■ Challenge
Reproduce the records below with "one line per point" swapped for "one point per line" throughout, changing nothing else.

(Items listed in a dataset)
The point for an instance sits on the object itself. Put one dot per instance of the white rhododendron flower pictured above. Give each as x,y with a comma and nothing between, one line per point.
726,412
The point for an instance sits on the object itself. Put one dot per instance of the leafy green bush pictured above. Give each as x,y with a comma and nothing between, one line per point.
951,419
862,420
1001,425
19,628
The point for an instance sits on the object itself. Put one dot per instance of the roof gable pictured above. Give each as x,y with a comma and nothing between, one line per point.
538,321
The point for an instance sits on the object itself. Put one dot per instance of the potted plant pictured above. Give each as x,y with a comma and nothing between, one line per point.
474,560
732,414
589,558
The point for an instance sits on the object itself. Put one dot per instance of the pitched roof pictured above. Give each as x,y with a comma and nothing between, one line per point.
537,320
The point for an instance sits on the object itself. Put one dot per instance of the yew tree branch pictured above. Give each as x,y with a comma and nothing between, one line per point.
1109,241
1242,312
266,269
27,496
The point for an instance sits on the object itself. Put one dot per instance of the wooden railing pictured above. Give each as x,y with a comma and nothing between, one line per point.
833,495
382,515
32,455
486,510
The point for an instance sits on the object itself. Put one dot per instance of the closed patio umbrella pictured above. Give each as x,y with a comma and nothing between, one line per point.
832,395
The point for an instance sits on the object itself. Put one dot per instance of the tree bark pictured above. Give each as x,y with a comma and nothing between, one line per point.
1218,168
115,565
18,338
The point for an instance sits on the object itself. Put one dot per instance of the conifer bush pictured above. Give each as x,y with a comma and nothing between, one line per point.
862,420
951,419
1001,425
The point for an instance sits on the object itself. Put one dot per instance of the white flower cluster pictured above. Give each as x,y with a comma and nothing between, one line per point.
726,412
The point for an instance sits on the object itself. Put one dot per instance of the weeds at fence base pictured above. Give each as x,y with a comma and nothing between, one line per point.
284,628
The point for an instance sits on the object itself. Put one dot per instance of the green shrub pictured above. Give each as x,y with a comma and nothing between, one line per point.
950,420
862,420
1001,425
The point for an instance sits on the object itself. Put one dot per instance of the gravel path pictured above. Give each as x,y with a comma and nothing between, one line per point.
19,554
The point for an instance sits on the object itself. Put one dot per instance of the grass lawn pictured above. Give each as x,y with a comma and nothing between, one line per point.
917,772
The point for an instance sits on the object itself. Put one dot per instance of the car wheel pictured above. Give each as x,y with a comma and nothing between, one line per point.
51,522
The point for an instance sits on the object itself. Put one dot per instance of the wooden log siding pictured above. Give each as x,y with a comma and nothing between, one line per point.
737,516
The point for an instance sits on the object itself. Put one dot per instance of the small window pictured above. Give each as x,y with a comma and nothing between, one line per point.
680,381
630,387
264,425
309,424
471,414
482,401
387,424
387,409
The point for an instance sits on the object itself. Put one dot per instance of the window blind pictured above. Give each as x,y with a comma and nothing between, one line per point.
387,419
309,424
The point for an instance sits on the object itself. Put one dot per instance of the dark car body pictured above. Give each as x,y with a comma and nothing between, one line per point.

■ Worked answer
The point for an instance sits on the object itself. Put one dot per instance of the white rhododendron flower pictured above. Give each as x,y with a comma and nothing between, one point per line.
726,412
The point for an instance sits on the object itself. Put one dot per instance of the leafy green bush pictured above. Give each as x,y with a comma and nothing between, one point per line.
951,419
862,420
1001,425
19,628
The point for an instance sits on the object itself. Put one dot per instance of the roof gable pictured above. Give each as x,y with a comma and nothing between, one point per line.
538,321
The point for an instance sits on the object itself. Put one dot per instance of the potted plant pictured above. Give each as x,y with a comma and nothing between, one point per line.
474,560
732,414
589,558
The point for an instance sits on the object itself. Put one dot per instance of the pitched roof pictured above. Give each as x,y with a comma and nothing between, one point per line.
537,320
The point for an instance sits on the object itself. Put one dot per instance of the yew tree branch pictured above. Give each as x,y with a comma and nothing between, one point per line.
1109,241
1242,312
266,269
27,496
The point for an instance sits on the object itself. Put one dot per instance of the wooden railing pictured above. Give each as x,y with a comma and nothing between, one point per line.
833,495
382,515
32,455
486,510
The point for an instance sits on the object itself. Put one dot per instance of the closed patio umbrella pictured above. Give each as x,y with a comma and nothing between, one point per line.
832,395
The point for an instance sits on the object itself. Put one dot per instance of the tree bark pictured above. Give each as x,y with a comma and nothing between, one point per line.
1218,168
115,565
18,338
The point for an instance sits on the object itself. Put one dot per instance of the conifer bush pictured above. Give each as x,y with a comma and nothing between, one point per line.
862,420
951,419
1001,425
The point for an instance sits on the object itself. Put one dot per instance of the white flower cluster pictured above. Give each as x,y with a comma and nothing between, one point per line.
726,412
The point for an instance sits on the object itself. Put one dot per instance of the weeds at fence base pictured above. Give each as x,y with a comma and nothing between, one point per line.
284,628
The point for an instance sits on the object itself. Put one dot per instance of the green shrub pictured above. Give each as x,y with a comma and nothing between, one point per line.
950,420
862,420
1001,425
The point for an instance sits on the object itself. Put one dot per instance of the gravel path pictured above. Give each as x,y with a comma and nothing between, one point per line.
19,554
The point for an instance sits on the object itself. Put one dot per instance of the grass lawn pictured above. Give each as x,y with a comma and nothing between, one point per line.
917,772
The point for an instance sits on the object itself. Put one dot per instance of the car wheel pictured above. Give each as x,y with a comma and nothing between, one point per line.
51,522
The point for an instance sits on the object itself. Put one dot per instance of the wooden log siding pictured above. Give each as x,y with a comma and nothing between, one point per line.
737,516
The point for an instance sits on the object itself. Put one dot per instance of the small window pictured above. Give each as x,y with a comma and nothing between, one point per line.
680,381
630,387
264,425
309,424
471,414
482,401
387,424
387,409
The point for an instance sits on the object itself. Put one dot per instance of the window blind pictured above. Give each as x,y with a comma and nothing between, one point per line.
387,419
309,424
The point for an instance sits on the object itself. Put one dot per instance of the dark car body pictured above. Give each as x,y with a comma and nothing between, one point per line.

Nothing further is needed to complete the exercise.